### Work instructions
Nothing but the lines from the line with "Locate each plant stem in the image." through the end of the data is to be copied, and each is to be copied exactly.

[Saved entries]
********
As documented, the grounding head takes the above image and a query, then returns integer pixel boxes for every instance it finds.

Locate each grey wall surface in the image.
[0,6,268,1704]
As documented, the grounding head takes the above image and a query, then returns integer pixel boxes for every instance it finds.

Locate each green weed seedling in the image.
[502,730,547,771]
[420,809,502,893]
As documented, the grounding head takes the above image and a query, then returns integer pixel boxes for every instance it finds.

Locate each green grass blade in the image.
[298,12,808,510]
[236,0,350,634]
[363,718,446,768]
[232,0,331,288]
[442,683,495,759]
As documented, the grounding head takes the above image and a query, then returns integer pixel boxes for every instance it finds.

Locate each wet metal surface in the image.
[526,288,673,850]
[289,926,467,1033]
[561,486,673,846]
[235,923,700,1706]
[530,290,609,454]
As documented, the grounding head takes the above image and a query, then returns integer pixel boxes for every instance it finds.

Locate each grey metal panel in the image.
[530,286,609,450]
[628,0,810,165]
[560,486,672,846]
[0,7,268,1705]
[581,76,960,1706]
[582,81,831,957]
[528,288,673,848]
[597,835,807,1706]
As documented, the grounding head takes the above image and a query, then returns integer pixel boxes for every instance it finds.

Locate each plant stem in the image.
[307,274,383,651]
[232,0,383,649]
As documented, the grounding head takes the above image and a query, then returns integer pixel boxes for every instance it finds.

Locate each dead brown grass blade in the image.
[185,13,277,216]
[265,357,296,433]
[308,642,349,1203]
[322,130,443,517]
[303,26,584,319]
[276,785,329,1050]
********
### Answer box
Locate each plant stem in the image.
[307,274,383,651]
[232,0,383,649]
As documented, the grounding head takes the above image and a query, then returns integer pixel boxes for every instance it finds.

Locate each dead brown grass blade in the image.
[185,13,277,216]
[265,357,296,433]
[308,642,349,1203]
[322,130,443,517]
[303,26,584,319]
[276,785,329,1050]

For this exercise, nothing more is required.